§ Task objective
The records below are to be set down again exactly, with the pictures left out.

§ Collected data
————————

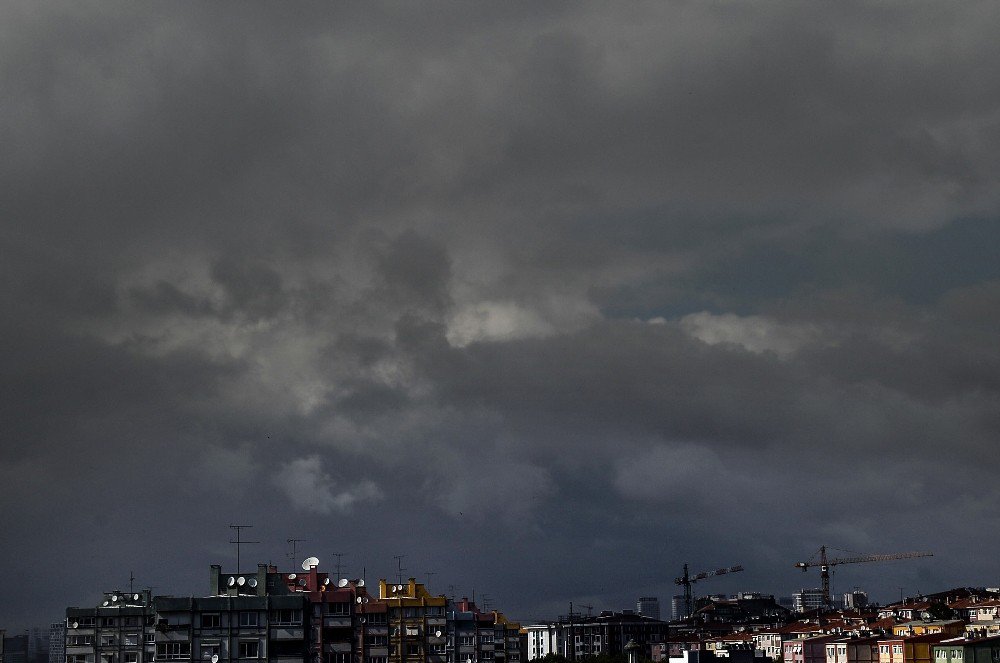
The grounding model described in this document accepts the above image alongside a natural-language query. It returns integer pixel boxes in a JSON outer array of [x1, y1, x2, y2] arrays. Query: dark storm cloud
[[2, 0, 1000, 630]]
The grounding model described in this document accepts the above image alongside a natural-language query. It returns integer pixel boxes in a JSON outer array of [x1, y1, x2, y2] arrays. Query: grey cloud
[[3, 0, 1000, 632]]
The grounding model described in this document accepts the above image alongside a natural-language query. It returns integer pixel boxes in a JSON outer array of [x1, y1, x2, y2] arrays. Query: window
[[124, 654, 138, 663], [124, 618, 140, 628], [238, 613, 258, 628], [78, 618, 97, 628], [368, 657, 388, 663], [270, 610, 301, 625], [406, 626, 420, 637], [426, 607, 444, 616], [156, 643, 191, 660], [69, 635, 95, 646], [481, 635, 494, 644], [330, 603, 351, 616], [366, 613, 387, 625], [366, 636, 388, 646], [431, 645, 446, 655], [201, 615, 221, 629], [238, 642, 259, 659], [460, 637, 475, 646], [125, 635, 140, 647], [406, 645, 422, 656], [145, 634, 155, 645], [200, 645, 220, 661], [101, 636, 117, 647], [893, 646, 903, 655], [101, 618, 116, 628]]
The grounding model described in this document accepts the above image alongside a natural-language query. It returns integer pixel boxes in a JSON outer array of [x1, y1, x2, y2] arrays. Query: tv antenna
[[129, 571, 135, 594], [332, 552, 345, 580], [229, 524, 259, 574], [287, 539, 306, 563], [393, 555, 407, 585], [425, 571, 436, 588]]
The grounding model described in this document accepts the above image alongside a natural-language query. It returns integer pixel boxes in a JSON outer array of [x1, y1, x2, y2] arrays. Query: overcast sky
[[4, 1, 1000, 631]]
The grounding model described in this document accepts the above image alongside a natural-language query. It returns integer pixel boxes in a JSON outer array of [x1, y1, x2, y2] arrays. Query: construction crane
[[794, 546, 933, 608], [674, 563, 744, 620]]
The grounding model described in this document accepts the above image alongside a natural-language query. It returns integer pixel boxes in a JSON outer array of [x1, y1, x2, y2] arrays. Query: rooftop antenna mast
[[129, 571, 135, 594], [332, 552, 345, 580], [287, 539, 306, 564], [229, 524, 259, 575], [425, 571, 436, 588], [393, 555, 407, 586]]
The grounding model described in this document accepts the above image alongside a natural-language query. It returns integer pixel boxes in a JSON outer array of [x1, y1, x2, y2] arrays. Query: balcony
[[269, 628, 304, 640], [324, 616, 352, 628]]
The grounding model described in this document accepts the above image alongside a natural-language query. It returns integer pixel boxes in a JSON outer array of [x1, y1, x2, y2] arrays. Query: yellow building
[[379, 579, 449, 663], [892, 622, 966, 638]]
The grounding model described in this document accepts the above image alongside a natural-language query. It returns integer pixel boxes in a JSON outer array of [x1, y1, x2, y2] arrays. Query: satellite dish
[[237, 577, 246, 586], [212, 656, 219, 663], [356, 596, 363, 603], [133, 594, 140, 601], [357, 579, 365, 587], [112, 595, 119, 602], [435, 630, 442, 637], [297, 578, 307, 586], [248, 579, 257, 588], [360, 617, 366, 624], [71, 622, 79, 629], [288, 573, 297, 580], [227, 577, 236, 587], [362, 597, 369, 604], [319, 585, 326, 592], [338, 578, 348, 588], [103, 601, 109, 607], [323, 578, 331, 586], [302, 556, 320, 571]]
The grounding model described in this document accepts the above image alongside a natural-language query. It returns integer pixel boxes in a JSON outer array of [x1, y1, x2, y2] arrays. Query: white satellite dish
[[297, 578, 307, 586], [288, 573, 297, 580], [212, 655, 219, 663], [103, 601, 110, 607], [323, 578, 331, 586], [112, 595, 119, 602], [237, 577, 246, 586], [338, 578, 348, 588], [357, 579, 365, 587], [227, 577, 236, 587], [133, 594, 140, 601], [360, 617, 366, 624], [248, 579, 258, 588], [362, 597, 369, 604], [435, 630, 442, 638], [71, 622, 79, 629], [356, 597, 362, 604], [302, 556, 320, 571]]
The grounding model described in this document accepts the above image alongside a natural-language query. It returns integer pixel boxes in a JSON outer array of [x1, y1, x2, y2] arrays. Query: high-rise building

————————

§ Solution for this problem
The grounding model described in this document accepts the above image alongside a natural-language query. It returns integer pixel boxes in a JSON outer array of [x1, y1, x2, y2] arrays. Query: dark storm cloud
[[2, 0, 1000, 630]]
The grounding model described in this document accepts the above image alongside a natural-language query. It returns integer pixel boxes in a JSON outer array of [x1, y1, x2, y2] arrays. Query: grey cloud
[[3, 0, 1000, 632]]
The grounding model described in this document accepts the above image alongside a natural-language query. It returns integer pixel boxes in a JSON outer array of [x1, y1, x2, y2] arrays. Query: window
[[124, 654, 138, 663], [124, 618, 140, 628], [238, 613, 258, 628], [78, 618, 97, 628], [368, 657, 388, 663], [270, 610, 301, 625], [406, 626, 420, 637], [426, 607, 444, 616], [156, 643, 191, 660], [69, 635, 95, 646], [481, 635, 494, 644], [330, 603, 351, 616], [366, 613, 387, 625], [366, 636, 388, 646], [431, 645, 446, 655], [201, 615, 221, 629], [238, 642, 259, 659], [460, 637, 475, 646], [125, 635, 140, 647], [406, 645, 422, 656], [145, 634, 155, 645], [200, 645, 220, 661], [101, 636, 117, 647], [893, 646, 903, 655], [101, 618, 116, 628]]
The grounding model described in this document accepts the above image alongside a natural-language query. It returns integer pixel boxes in a JSON outer array of [x1, y1, x2, y2] arrays. Query: tv antenna
[[129, 571, 135, 594], [332, 552, 345, 580], [229, 524, 259, 574], [287, 539, 306, 563], [393, 555, 407, 585], [425, 571, 436, 588]]
The grounding model described in this document accepts the above image alongside a natural-language query. It returns integer pixel boxes in a JSON outer array of [x1, y1, x2, y2] arrays. Query: overcast sky
[[4, 1, 1000, 631]]
The grounding model described in this document accepts the above image alongside a natural-language query. It returns integer pixel boxes in a JSON outer array of [x1, y1, x2, y2] arrays. Query: construction crane
[[794, 546, 933, 608], [674, 563, 744, 620]]
The grounding model described in this document accepts the above image alongside a natural-language query. It returns integer pixel boxes in a JSON outer array of [x1, y1, x2, y2] arrays. Query: rooftop antenna mast
[[129, 571, 135, 594], [332, 552, 345, 580], [287, 539, 306, 564], [229, 524, 259, 575], [425, 571, 436, 588], [393, 555, 407, 586]]
The grounding model described in this document accepts the above image alongside a natural-language query. It returns integer pixel boxes in a JSON outer array of [x1, y1, x2, y2] arrays. Query: balcony
[[269, 628, 304, 640], [324, 616, 352, 628]]
The grounding model described in this document accepts the above image alongside a natural-language query. It returns integer pixel boxes in a JSON outer array of [x1, y1, x2, y2] arrays. Query: yellow building
[[379, 579, 449, 663], [892, 622, 966, 638]]
The grounding model described in this document accepts the above image alongside a natural-language query. It returns integer pixel boxes in a JSON outer array of [x1, y1, x2, y2] arrays. Query: satellite dish
[[237, 577, 246, 586], [212, 656, 219, 663], [356, 596, 363, 603], [133, 594, 140, 601], [357, 579, 365, 587], [112, 595, 119, 602], [435, 630, 442, 637], [297, 578, 307, 586], [248, 579, 257, 588], [360, 617, 366, 624], [71, 622, 79, 629], [288, 573, 297, 580], [227, 577, 236, 587], [362, 597, 369, 604], [319, 585, 326, 592], [338, 578, 348, 588], [103, 601, 109, 607], [323, 578, 331, 586], [302, 556, 320, 571]]
The grounding model described in this document accepts the above image alongside a natural-language query. It returns integer pixel boxes in a JSON outer array of [x1, y1, x2, y2] arrays. Query: white satellite dish
[[297, 578, 307, 586], [288, 573, 297, 580], [212, 655, 219, 663], [103, 601, 110, 607], [323, 578, 331, 586], [112, 595, 119, 602], [237, 577, 246, 586], [338, 578, 348, 588], [357, 579, 365, 587], [227, 577, 236, 587], [133, 594, 140, 601], [360, 617, 366, 624], [248, 579, 258, 588], [362, 597, 369, 604], [435, 630, 442, 638], [71, 622, 79, 629], [356, 597, 362, 604], [302, 556, 320, 571]]
The grounding model described in this document accepts the above image alongside a natural-language query. It returns integer pixel boxes in a JSON outer array of [x1, y1, x2, y2] arrays. Query: high-rise building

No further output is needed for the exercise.